| Travail demandé |
1) D'après le texte source, quelle avance Roger Lapébie a-t-il sur Somers avant Poitiers ?
2) Relevez dans le texte source le passage qui commence à « Treize kilomètres après » et se termine à « quitté la course. ».

| Texte source |

+-------+

Treize kilomètres après Angoulême, du côté de La Chignolle : voici l’endroit où Roger Lapébie, admirablement drivé par Van Ceulen, choisit d’estoquer promptement Somers. Sur un coup sec la contrariété Somers est balayée : la route vers le Parc des Princes semble dégagée maintenant. Et elle le paraîtra plus encore lorsque, du côté de Ruffec, au kilomètre 153, on lui rapportera que Frans Bonduel - pas fâché quant à lui de voir ses chances anéanties – a quitté la course.

Roger Lapébie, escorté par Paillard et Van Ceulen, aborde maintenant à plus de cinquante à l’heure le département de la Vienne. Derrière, Somers, vaguement sonné, crapahute désormais à trois minutes ! Le récent vainqueur de Paris-Nice semble à ce moment irrésistible : il « colle » à la perfection à la moto, et son abattage reste impressionnant. Toutefois, avant Croutelle (km 212) ne voilà- t-il pas qu’il change soudain de vélo, afin d’adopter un développement moins « lourd » ? Dîtes, tout à fait entre nous, la belle machine ne serait-elle pas en train de se dérégler ?
Apparemment non, puisqu’ avant Poitiers déjà écrasé de chaleur (km 219), qu’il investira sur le coup des neuf heures vingt-cinq, son avance sur Somers [qui, au contraire de son rival, s’est débarrassé de son casque de pistard], est montée à 5’40’’ ! Il est 9 h 43, une chaleur de plomb fondu commence à recuire la ronde infernale. L’avance de Lapébie est montée en flèche, certes, mais la moyenne horaire, elle, est descendue de même : 50 km 200 ! On apprend que Auville et Noret – exit l’insolent vainqueur de l’édition 1934 – ont pour leur part abandonné, sans avoir à aucun instant pesé sur la course.

+-------+

| Données extraites |
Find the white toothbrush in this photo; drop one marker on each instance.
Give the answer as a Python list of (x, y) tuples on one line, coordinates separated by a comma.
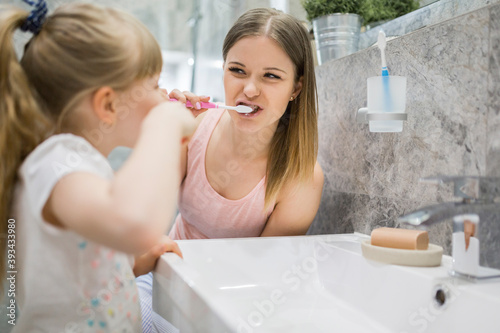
[(208, 105), (381, 42)]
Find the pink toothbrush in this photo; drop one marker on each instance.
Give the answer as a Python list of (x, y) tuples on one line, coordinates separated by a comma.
[(208, 105)]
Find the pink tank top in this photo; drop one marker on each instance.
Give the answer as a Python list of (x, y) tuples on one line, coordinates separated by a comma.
[(204, 213)]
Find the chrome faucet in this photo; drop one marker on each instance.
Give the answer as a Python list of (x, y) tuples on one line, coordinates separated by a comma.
[(479, 196)]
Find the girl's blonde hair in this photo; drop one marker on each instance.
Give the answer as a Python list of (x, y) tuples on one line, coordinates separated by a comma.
[(294, 146), (80, 48)]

+-------+

| Corrigés par tâche |
1) Son avance sur Somers est montée à 5’40’’.

2)
Treize kilomètres après Angoulême, du côté de La Chignolle : voici l’endroit où Roger Lapébie, admirablement drivé par Van Ceulen, choisit d’estoquer promptement Somers. Sur un coup sec la contrariété Somers est balayée : la route vers le Parc des Princes semble dégagée maintenant. Et elle le paraîtra plus encore lorsque, du côté de Ruffec, au kilomètre 153, on lui rapportera que Frans Bonduel - pas fâché quant à lui de voir ses chances anéanties – a quitté la course.